▶ [Extracted data]:
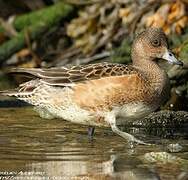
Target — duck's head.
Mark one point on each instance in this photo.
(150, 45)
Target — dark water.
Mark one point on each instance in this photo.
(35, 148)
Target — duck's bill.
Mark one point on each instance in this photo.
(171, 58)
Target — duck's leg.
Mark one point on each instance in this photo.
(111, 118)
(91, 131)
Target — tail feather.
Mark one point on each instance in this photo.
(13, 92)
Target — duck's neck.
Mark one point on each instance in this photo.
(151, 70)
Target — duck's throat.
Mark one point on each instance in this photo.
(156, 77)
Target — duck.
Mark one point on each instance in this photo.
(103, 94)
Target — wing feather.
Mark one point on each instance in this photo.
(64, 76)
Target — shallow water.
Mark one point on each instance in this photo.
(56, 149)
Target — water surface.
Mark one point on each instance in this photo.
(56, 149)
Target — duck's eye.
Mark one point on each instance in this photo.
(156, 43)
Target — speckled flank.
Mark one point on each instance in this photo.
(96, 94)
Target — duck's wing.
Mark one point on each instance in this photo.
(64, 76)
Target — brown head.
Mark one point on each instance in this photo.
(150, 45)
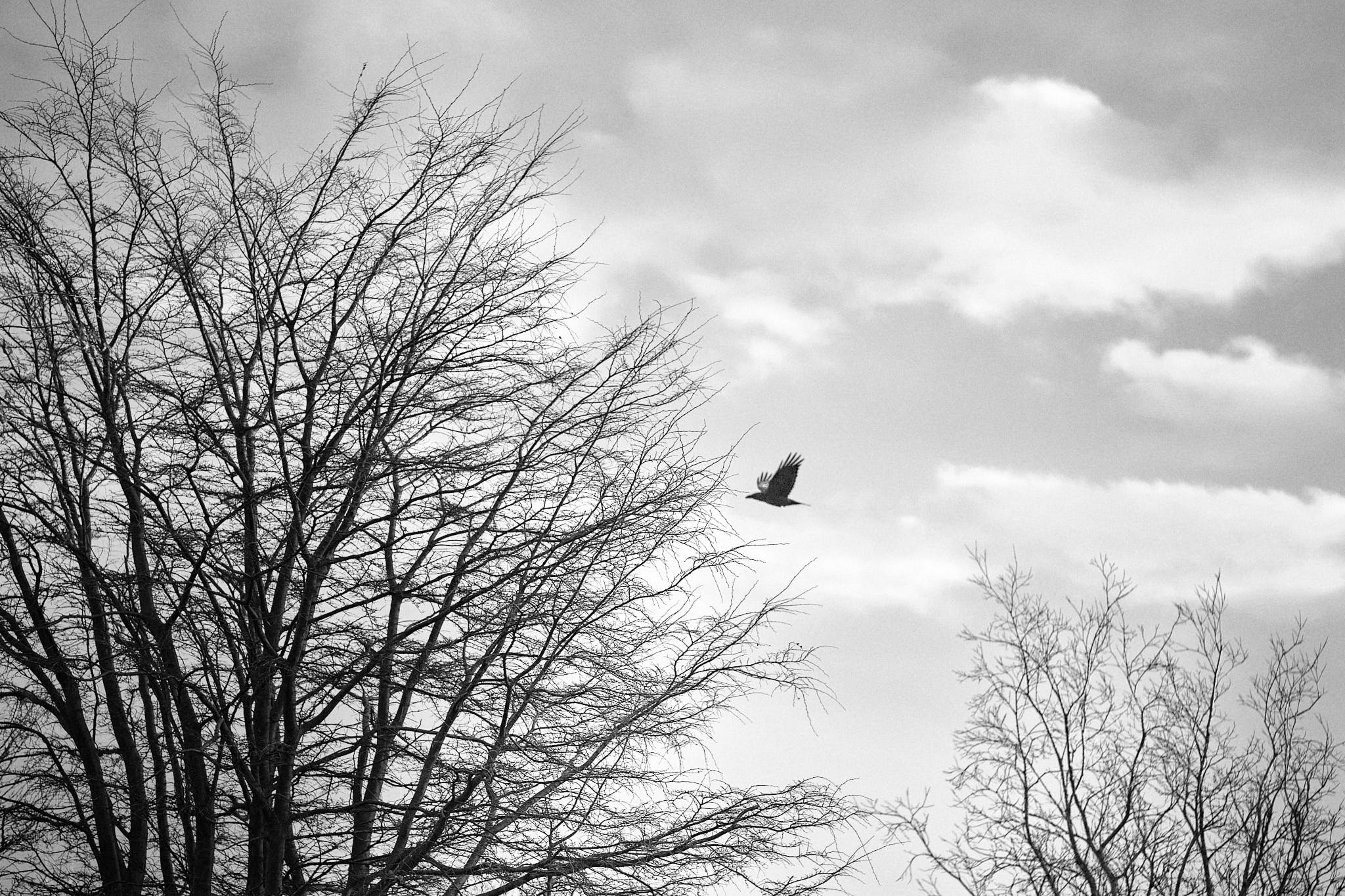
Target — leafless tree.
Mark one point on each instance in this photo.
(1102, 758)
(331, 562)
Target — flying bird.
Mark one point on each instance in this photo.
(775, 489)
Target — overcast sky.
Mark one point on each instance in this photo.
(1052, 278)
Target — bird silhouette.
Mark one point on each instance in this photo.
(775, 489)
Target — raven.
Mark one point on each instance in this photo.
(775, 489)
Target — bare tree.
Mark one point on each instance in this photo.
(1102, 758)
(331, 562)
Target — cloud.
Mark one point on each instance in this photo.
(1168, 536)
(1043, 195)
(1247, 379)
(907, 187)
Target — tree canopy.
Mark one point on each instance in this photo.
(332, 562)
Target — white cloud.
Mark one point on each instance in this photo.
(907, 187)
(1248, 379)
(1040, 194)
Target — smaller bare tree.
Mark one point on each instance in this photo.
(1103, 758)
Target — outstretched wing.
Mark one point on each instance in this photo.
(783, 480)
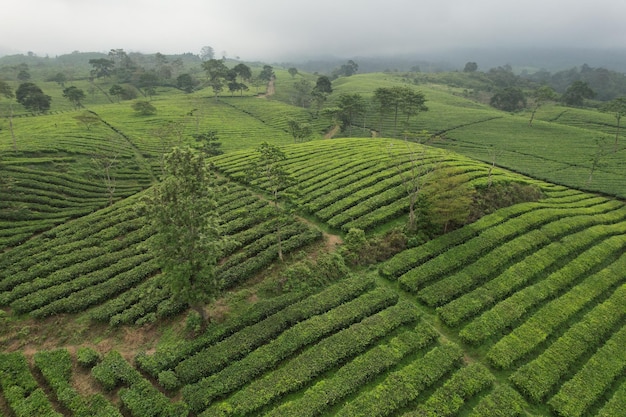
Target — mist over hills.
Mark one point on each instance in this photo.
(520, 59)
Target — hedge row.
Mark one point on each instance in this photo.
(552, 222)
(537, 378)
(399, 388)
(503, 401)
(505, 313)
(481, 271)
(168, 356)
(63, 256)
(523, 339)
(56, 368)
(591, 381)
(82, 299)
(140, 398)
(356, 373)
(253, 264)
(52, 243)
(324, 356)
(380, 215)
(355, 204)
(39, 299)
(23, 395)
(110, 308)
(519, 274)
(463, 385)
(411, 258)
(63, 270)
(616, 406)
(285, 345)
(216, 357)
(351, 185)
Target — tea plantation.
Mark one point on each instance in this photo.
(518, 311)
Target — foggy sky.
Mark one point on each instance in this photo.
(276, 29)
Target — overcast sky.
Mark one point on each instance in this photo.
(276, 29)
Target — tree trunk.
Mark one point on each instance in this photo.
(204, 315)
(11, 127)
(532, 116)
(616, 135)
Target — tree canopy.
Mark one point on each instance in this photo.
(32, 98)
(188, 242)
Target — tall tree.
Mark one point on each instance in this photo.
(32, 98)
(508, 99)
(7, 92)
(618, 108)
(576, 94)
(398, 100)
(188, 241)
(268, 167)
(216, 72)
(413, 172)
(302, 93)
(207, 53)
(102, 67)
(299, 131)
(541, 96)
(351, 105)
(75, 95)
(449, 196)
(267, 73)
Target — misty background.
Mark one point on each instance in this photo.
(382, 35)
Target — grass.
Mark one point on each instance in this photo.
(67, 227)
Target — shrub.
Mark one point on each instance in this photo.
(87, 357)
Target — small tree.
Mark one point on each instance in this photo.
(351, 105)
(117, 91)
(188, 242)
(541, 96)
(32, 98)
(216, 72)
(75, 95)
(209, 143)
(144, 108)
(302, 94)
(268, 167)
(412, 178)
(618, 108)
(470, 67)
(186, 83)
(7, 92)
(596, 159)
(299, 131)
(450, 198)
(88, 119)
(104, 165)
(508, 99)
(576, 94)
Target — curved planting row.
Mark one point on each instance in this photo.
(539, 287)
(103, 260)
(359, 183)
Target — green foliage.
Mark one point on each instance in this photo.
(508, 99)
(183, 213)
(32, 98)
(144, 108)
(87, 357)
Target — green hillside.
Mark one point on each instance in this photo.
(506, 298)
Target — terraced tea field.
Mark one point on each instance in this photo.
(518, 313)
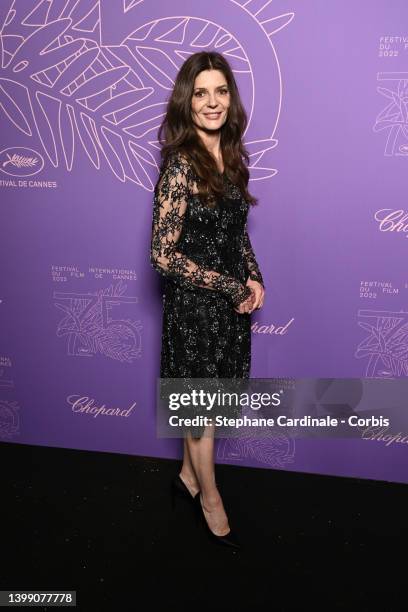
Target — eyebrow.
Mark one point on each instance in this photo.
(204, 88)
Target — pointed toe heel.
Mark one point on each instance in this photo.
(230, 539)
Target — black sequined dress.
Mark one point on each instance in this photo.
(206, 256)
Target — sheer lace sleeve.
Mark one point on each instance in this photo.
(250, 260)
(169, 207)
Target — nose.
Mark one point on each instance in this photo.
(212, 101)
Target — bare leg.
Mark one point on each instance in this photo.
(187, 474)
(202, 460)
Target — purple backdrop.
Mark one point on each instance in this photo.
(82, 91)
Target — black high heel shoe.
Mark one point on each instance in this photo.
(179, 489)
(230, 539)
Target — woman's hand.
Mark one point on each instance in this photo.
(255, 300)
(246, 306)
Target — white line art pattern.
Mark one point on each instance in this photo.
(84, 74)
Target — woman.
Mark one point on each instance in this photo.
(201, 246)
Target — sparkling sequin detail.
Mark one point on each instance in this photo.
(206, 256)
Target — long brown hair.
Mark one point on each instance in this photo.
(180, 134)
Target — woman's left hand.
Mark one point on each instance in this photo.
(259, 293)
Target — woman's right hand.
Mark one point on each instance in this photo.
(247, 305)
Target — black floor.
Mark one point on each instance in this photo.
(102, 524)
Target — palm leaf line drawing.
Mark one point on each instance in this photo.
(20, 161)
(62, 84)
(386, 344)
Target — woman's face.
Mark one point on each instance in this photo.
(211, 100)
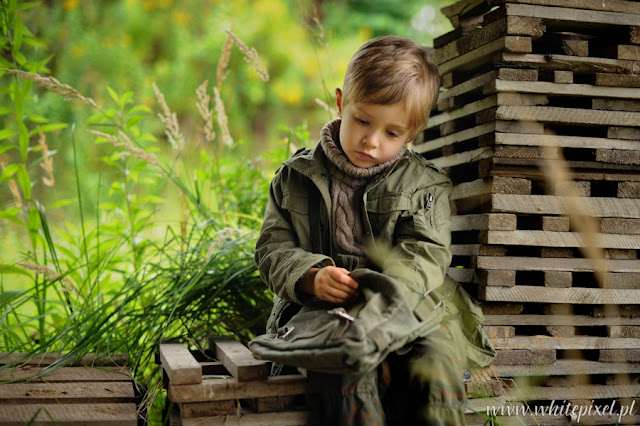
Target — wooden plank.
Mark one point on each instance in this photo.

▶ [Your task]:
When a line in the records contains the string "woman", it counts; state how many lines count, with no other words.

▶ [Solved exercise]:
5